▶ Exercise aim
A verbatim copy of the data is wanted, minus any picture in it.
======== Raw data
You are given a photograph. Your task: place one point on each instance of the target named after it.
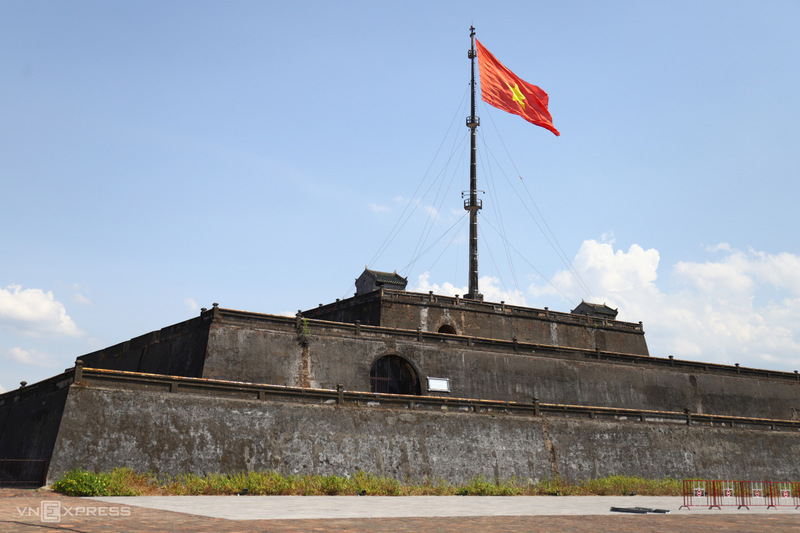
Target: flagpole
(473, 204)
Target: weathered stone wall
(173, 433)
(29, 420)
(265, 349)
================
▶ Task result
You are given a photograph. Your task: place one point on each instance of the target named after it.
Target: flagpole
(473, 204)
Target: weathered stone wall
(173, 433)
(29, 420)
(265, 349)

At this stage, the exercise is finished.